▶ **Quoted text**
--------------------------------
This article is centered on The Pretenders but it's nice nonetheless:

Chrissie Hynde is ‘Alone’ on new album, but sharing a tour with Stevie Nicks

Every once in a blue moon, stars align to align stars on an epic tour.

The 1986 True Confessions Tour with Bob Dylan and Tom Petty and the Heartbreakers, for instance. Or Billy Joel and Elton John in 2010.

Next week, it happens again: This time, the forces that be have given us Stevie Nicks and the Pretenders.

You can’t just pick up the phone and call a mate, and say, ‘Let’s go out next month’ — a whole constellation of things have to work,” said Chrissie Hynde, 65, longtime Pretenders frontwoman and face of the Rock and Roll Hall of Fame-inducted band.

The Akron, Ohio, native and poster girl for punk cofounded the band in London in 1978 with drummer Martin Chambers, the late Pete Farndon, and the late James Honeyman-Scott.

Hynde is the only original band member on the new Pretenders album, “Alone,” which dropped Oct. 21. Melding Hynde’s distinct smoky voice with a “Rubber Factory”-esque thump and gritty guitar by the Black Keys’ Dan Auerbach, who also produced the record, it has a vintage Pretenders sound while also borrowing a bit of the Black Keys’s pop-rock vibe.

Hynde and Chambers — along with guitarist James Walbourne, bassist Nick Wilkinson, and Eric Heywood on pedal steel — play with Nicks Nov. 15 at TD Garden. Hynde spoke to the Globe by phone from London, as the tour began.
--------------------------------
▶ **Data extract**
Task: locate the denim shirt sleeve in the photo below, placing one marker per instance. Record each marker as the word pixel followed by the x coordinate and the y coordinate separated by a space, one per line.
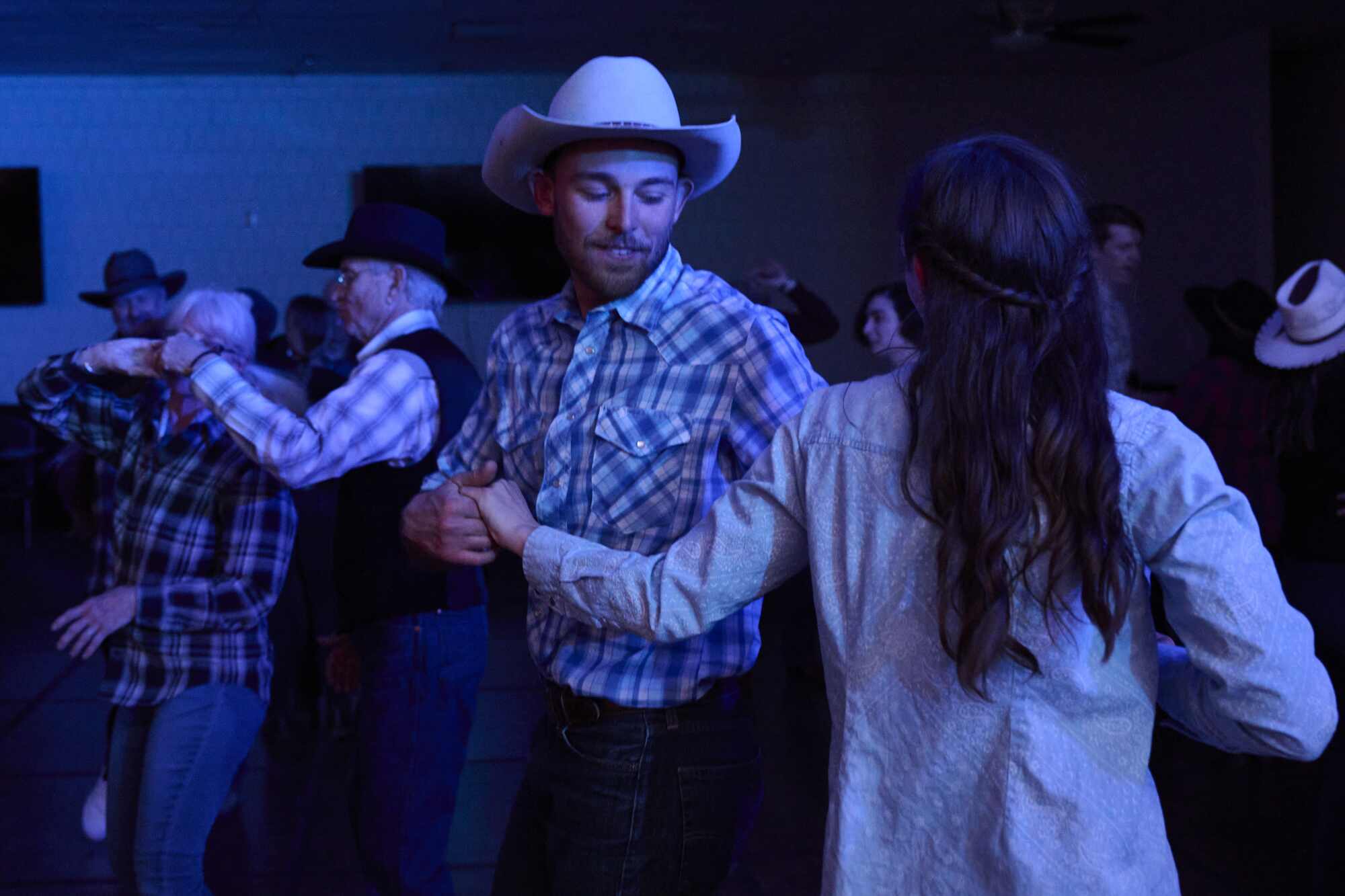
pixel 1247 678
pixel 753 540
--------------------------------
▶ **To be done**
1 - In the article on Chrissie Hynde, who produced the new Pretenders album "Alone"?
2 - Pick up the article on Chrissie Hynde after its final sentence and carry it on.

▶ **Responses for each task**
1 - Dan Auerbach of the Black Keys produced it.

2 -
Q. So the Pretenders have had quite a few incarnations over the years. You’re the only original Pretender on the new album, “Alone.”

A. Yeah, when I made this new album, it started as a solo album. The album was made very much as Auerbach’s project; I see it as a collaboration with Dan more than anything else. . . . I’m not a solo artist, and therein lies the conundrum of me.

[Performing solo] is not that much fun; touring solo would be boring. In a band, as the singer, my job is to set up the guitar player. . . . It’s the closest thing I get to playing a sport — you set the other musicians up for a goal.

Q. “Alone” seems to be almost a celebration of that state. On the title track, you sing: “Nobody tells me I can’t . . . No one to say, ‘You’re doing it wrong’ . . . I like being alone.” Another song goes, almost happily, “Never, never/We’ll never be together.”

A. That’s tongue-in-cheek, I guess. A celebration of being alone would be an exaggeration. . . . It’s more a resignation to being alone and being OK with it. I mean, I didn’t set out to make a concept album. When you go in to write a song, it’s like painting — you stab at the canvas and a painting emerges.

The guys in the studio were talking about what they did over the weekend, and I said, “I do most things on my own. I go to the cinema alone, restaurants alone; I do most things on my own.” Dan said, “Write a song about it.” So I went back to my hotel room — alone — and scribbled. . . . Therein lies how most of my records are put together. My songs are more autobiographical, to get it off my chest, with no concept.

Q. Auerbach is also from Akron. Is that one reason why you sought him out?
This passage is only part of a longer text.